**Objective**
Can you give the records below again, swapping every "response:" for "output:" and leaving everything else unchanged?

**Given records**
□ □ □

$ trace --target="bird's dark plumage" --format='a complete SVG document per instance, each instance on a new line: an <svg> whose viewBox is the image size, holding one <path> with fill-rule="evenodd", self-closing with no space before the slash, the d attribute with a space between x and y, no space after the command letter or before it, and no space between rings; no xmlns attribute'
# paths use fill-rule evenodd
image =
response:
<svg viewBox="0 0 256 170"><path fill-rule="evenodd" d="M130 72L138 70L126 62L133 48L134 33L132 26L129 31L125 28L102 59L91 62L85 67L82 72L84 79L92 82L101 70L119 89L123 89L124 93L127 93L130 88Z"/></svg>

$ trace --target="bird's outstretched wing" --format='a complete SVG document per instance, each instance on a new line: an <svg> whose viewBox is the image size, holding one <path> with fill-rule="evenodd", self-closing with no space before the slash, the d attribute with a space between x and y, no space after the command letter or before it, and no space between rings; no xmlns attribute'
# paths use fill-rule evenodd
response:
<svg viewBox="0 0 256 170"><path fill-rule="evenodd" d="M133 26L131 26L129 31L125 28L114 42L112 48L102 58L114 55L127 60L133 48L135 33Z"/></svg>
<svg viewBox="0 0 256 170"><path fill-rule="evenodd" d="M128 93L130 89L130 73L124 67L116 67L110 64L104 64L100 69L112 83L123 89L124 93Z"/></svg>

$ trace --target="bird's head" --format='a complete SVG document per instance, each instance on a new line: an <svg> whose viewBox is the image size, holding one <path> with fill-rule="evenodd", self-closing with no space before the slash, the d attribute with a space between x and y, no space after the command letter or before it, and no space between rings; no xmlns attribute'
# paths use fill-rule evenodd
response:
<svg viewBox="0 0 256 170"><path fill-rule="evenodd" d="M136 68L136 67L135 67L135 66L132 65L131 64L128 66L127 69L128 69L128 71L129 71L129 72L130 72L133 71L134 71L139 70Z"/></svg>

□ □ □

**Task answer**
$ trace --target="bird's dark plumage" --format='a complete SVG document per instance, each instance on a new line: an <svg> whose viewBox is the image size, holding one <path> with fill-rule="evenodd", self-closing with no space before the slash, the d attribute with a space between x and y, no space after the command letter or before it, and no space between rings; no xmlns attribute'
# paths use fill-rule evenodd
image =
output:
<svg viewBox="0 0 256 170"><path fill-rule="evenodd" d="M130 72L138 70L126 62L133 48L134 33L132 26L129 31L125 28L102 59L91 62L85 67L82 72L84 79L92 82L101 70L119 89L123 89L124 93L127 93L130 88Z"/></svg>

$ trace --target="bird's outstretched wing" --format='a complete SVG document per instance, each instance on a new line: an <svg> whose viewBox is the image size, holding one <path> with fill-rule="evenodd", self-closing with no space before the slash, the d attribute with a space between x and y, no space after the command letter or before it, and no space between rings; no xmlns attribute'
# paths use fill-rule evenodd
output:
<svg viewBox="0 0 256 170"><path fill-rule="evenodd" d="M133 26L131 26L129 31L125 28L114 42L112 48L102 58L114 55L127 60L133 48L135 33Z"/></svg>
<svg viewBox="0 0 256 170"><path fill-rule="evenodd" d="M128 93L130 89L130 73L124 67L116 67L110 64L104 64L100 69L112 83L123 89L124 93Z"/></svg>

$ trace --target="bird's head" --format='a complete SVG document per instance, each instance on a new line: an <svg> whose viewBox is the image size, holding one <path> with fill-rule="evenodd", self-closing with no space before the slash, the d attribute with a space between x and y, no space after the command letter or before it, and no space between rings; no xmlns attribute'
# paths use fill-rule evenodd
output:
<svg viewBox="0 0 256 170"><path fill-rule="evenodd" d="M136 68L136 67L135 67L135 66L132 65L131 64L128 66L127 69L128 69L128 71L129 71L129 72L130 72L133 71L134 71L139 70Z"/></svg>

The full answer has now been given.